Rows from a pointing dataset:

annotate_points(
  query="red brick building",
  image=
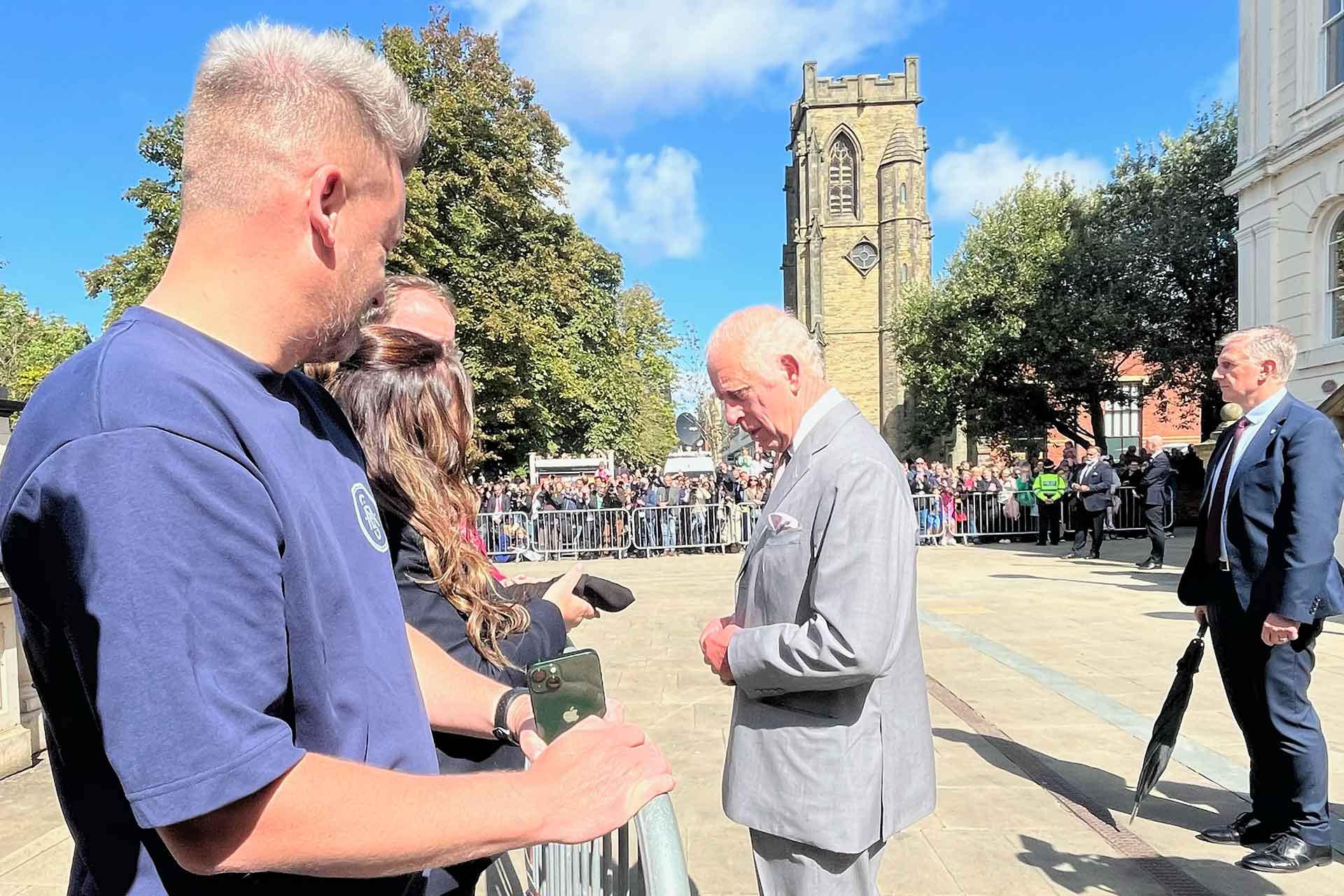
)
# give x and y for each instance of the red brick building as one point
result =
(1130, 421)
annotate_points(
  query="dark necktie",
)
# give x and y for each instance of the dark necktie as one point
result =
(1218, 498)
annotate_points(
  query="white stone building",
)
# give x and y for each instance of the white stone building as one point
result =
(1289, 183)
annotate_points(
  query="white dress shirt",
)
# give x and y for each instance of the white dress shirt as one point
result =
(809, 421)
(1254, 418)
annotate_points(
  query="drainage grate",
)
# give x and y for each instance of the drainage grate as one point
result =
(1126, 841)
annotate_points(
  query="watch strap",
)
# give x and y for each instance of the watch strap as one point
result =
(502, 729)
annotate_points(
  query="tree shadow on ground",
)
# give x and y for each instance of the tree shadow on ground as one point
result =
(1190, 617)
(1082, 582)
(1191, 806)
(1091, 872)
(1176, 804)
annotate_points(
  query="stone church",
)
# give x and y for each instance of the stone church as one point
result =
(858, 227)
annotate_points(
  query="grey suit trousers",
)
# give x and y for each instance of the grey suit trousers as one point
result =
(790, 868)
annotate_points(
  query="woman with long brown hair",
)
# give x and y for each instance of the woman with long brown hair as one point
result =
(409, 400)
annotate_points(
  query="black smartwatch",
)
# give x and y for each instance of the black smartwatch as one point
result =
(500, 729)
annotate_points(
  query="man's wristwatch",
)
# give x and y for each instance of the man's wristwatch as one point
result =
(502, 729)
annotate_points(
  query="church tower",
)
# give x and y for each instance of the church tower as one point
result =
(858, 227)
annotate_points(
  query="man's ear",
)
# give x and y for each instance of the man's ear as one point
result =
(327, 199)
(790, 370)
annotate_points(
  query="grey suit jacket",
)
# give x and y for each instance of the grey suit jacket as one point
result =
(831, 742)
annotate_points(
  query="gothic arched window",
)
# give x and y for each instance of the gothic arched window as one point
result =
(1335, 281)
(841, 176)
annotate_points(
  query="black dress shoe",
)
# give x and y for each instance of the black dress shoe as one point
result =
(1288, 855)
(1245, 830)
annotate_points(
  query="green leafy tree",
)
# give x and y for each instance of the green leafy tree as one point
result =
(1021, 335)
(31, 344)
(1172, 235)
(562, 358)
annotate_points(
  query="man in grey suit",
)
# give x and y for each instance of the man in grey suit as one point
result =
(830, 751)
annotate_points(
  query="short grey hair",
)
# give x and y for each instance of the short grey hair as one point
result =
(398, 284)
(267, 93)
(761, 335)
(1266, 343)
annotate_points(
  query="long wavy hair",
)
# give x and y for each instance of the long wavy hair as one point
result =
(409, 400)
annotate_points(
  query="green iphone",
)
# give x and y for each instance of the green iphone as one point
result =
(566, 690)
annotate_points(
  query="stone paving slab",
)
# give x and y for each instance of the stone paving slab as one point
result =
(1110, 630)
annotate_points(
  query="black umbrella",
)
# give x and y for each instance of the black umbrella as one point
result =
(1168, 720)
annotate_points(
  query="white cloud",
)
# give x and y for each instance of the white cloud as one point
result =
(641, 203)
(1221, 86)
(967, 178)
(601, 62)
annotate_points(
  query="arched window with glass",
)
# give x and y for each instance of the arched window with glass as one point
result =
(1335, 280)
(841, 176)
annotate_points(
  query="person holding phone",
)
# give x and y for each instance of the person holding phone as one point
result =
(409, 399)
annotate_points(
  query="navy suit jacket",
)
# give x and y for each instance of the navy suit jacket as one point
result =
(1282, 516)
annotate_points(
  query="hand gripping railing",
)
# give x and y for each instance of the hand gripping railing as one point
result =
(604, 867)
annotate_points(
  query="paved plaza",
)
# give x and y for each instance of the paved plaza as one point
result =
(1044, 678)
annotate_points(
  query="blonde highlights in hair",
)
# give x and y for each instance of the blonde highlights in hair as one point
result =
(409, 400)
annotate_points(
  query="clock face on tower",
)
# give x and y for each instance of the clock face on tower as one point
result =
(863, 255)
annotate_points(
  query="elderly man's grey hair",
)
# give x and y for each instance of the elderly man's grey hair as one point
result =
(761, 335)
(1266, 343)
(270, 94)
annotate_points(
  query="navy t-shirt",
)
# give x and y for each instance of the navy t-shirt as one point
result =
(204, 594)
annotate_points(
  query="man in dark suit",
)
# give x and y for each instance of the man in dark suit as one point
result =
(1264, 575)
(1093, 482)
(1152, 492)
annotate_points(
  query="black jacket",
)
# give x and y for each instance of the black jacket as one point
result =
(1152, 486)
(428, 612)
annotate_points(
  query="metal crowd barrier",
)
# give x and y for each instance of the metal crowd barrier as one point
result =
(504, 533)
(604, 867)
(686, 527)
(1003, 514)
(582, 532)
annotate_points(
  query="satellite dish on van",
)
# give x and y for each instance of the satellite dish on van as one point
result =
(687, 429)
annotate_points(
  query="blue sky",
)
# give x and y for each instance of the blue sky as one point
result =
(679, 111)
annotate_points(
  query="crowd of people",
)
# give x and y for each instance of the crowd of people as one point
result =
(1015, 498)
(270, 643)
(588, 514)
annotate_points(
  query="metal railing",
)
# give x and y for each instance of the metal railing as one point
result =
(605, 868)
(582, 532)
(647, 531)
(686, 527)
(1006, 514)
(505, 535)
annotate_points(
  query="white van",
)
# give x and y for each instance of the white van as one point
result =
(690, 464)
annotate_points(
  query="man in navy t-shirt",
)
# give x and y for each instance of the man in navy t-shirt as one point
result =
(202, 582)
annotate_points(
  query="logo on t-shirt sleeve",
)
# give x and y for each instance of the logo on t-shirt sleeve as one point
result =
(366, 512)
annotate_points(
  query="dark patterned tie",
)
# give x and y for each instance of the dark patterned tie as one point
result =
(1218, 498)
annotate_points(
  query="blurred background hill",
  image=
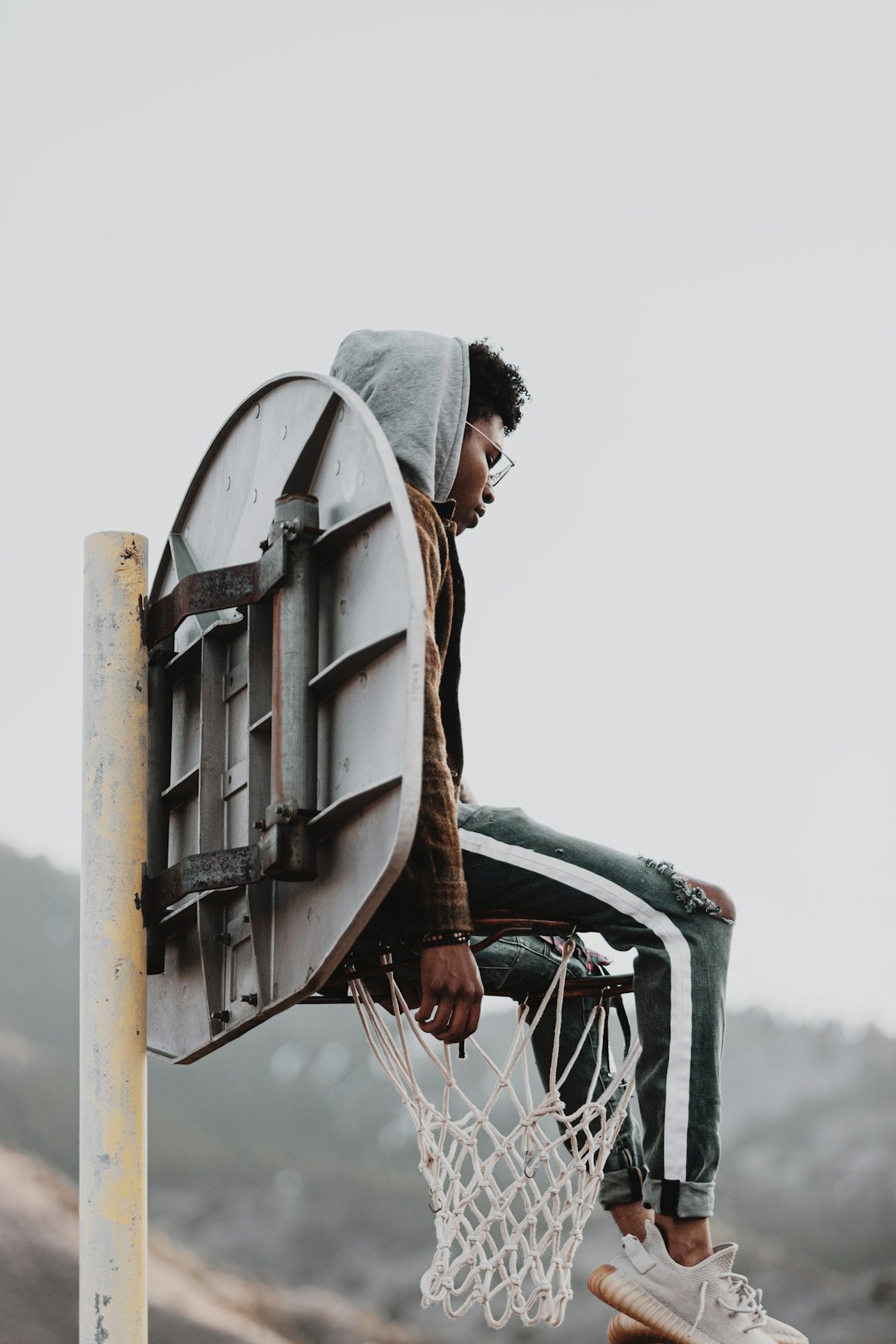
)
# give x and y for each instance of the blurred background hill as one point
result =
(286, 1161)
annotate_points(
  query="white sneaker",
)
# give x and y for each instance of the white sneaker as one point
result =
(684, 1304)
(624, 1329)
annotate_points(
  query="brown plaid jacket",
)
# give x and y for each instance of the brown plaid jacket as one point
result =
(430, 894)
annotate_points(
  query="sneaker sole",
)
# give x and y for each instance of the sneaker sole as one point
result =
(617, 1289)
(624, 1329)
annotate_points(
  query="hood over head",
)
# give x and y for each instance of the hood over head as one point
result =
(418, 387)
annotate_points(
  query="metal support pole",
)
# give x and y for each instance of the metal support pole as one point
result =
(113, 956)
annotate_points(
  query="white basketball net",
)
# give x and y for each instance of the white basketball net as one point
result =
(509, 1205)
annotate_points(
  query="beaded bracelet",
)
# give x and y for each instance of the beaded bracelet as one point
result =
(448, 938)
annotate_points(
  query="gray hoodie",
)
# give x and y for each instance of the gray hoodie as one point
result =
(418, 386)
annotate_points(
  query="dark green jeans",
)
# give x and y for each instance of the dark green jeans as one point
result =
(681, 960)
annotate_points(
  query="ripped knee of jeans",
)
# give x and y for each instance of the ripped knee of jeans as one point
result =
(707, 898)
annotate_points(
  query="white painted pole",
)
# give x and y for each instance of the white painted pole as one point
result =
(113, 951)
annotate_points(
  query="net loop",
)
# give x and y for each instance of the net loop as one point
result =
(512, 1177)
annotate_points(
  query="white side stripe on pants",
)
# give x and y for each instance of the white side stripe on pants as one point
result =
(674, 1136)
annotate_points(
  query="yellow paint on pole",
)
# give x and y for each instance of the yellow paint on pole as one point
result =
(113, 947)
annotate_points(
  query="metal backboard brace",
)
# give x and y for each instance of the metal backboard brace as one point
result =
(285, 713)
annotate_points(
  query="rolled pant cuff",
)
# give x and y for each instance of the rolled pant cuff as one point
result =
(618, 1187)
(680, 1199)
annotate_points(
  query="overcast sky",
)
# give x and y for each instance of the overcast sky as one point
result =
(679, 219)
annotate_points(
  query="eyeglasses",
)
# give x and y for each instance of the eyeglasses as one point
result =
(501, 464)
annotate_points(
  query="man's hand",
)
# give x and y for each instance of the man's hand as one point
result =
(451, 993)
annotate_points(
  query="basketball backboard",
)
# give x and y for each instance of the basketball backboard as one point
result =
(253, 895)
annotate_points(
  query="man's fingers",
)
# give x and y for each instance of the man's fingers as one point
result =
(427, 1003)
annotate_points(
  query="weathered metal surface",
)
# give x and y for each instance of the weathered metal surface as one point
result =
(215, 786)
(293, 767)
(113, 997)
(212, 590)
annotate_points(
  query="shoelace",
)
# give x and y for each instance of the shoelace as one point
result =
(747, 1300)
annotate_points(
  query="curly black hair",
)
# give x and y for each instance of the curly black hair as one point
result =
(496, 387)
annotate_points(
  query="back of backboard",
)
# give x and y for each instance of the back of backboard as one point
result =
(238, 944)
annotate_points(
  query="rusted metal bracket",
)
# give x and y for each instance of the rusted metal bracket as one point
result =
(214, 871)
(215, 590)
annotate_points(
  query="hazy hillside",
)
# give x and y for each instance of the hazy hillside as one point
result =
(288, 1157)
(188, 1303)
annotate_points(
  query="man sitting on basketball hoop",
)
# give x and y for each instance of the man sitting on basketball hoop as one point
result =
(446, 410)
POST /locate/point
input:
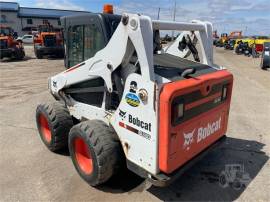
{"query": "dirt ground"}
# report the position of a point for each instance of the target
(29, 172)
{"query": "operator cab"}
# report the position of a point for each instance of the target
(85, 35)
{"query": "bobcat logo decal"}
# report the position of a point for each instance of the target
(188, 139)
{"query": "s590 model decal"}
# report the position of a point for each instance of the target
(201, 133)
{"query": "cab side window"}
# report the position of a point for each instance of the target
(93, 41)
(75, 45)
(83, 43)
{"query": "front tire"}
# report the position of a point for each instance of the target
(54, 123)
(95, 151)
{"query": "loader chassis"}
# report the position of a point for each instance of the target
(164, 109)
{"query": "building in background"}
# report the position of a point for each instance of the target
(23, 19)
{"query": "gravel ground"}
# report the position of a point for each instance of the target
(29, 172)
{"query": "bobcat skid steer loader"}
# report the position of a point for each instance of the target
(125, 101)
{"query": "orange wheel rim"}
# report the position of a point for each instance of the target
(83, 156)
(45, 129)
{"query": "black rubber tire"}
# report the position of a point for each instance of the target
(103, 145)
(59, 123)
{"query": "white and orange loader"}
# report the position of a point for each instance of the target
(133, 103)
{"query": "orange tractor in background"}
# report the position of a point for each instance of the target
(224, 38)
(48, 42)
(9, 46)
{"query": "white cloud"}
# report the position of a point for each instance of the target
(58, 4)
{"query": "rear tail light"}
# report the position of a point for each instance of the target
(224, 92)
(177, 112)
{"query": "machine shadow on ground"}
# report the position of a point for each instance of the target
(238, 161)
(222, 175)
(8, 60)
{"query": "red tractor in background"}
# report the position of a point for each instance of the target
(48, 42)
(9, 46)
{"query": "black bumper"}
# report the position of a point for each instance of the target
(50, 50)
(8, 52)
(162, 179)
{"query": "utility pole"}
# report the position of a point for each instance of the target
(174, 12)
(158, 12)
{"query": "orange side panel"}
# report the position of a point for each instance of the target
(175, 148)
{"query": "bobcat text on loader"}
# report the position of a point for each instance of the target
(126, 101)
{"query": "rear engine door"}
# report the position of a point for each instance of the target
(193, 115)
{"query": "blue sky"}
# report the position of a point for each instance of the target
(251, 16)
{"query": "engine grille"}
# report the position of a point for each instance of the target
(49, 41)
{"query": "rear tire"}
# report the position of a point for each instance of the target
(54, 123)
(38, 54)
(95, 151)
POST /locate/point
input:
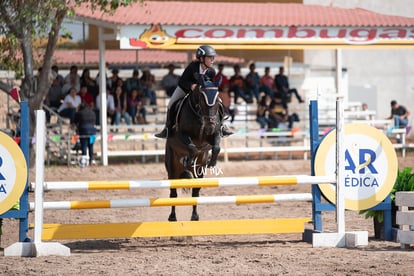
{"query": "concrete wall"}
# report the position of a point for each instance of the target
(384, 74)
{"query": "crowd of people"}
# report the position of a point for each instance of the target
(77, 97)
(128, 99)
(271, 94)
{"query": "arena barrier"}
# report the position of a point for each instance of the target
(156, 229)
(162, 202)
(186, 183)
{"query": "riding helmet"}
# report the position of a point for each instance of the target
(205, 50)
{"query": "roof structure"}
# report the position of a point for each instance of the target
(175, 25)
(130, 57)
(245, 14)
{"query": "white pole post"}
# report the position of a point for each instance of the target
(40, 163)
(102, 88)
(340, 154)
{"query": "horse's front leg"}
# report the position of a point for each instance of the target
(195, 193)
(173, 217)
(215, 150)
(191, 149)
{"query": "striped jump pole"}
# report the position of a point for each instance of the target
(188, 183)
(160, 202)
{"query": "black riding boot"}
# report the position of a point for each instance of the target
(167, 129)
(224, 130)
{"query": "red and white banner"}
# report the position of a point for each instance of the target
(187, 37)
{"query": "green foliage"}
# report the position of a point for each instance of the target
(403, 183)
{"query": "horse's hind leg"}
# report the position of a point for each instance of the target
(195, 193)
(173, 217)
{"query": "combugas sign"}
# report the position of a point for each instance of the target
(13, 172)
(370, 166)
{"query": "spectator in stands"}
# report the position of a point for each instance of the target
(113, 80)
(97, 79)
(224, 79)
(279, 116)
(261, 113)
(120, 101)
(133, 82)
(136, 108)
(85, 120)
(267, 83)
(55, 95)
(71, 80)
(87, 97)
(70, 105)
(59, 77)
(400, 114)
(170, 81)
(282, 86)
(87, 81)
(238, 86)
(148, 80)
(110, 107)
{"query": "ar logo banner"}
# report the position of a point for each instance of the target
(2, 178)
(13, 172)
(361, 174)
(370, 166)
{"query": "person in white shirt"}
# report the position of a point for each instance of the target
(70, 105)
(71, 80)
(110, 108)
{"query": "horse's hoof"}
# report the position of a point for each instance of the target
(194, 217)
(212, 164)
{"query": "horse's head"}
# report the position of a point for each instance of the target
(209, 103)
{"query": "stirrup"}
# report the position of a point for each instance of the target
(225, 132)
(162, 134)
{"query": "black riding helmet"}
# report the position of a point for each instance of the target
(205, 50)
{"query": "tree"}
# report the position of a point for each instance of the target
(23, 21)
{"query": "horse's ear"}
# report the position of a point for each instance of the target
(217, 82)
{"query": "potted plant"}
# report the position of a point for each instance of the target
(403, 182)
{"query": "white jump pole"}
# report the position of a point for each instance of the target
(340, 154)
(37, 248)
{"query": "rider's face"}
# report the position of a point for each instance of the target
(209, 61)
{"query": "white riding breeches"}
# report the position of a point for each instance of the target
(178, 94)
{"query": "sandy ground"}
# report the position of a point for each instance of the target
(278, 254)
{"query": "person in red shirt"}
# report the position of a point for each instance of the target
(86, 97)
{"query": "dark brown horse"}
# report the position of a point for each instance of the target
(196, 132)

Written exercise:
Count the lines in the listing above that contain the string "hazy", matching case exactly. Reply with the number alone.

Output:
2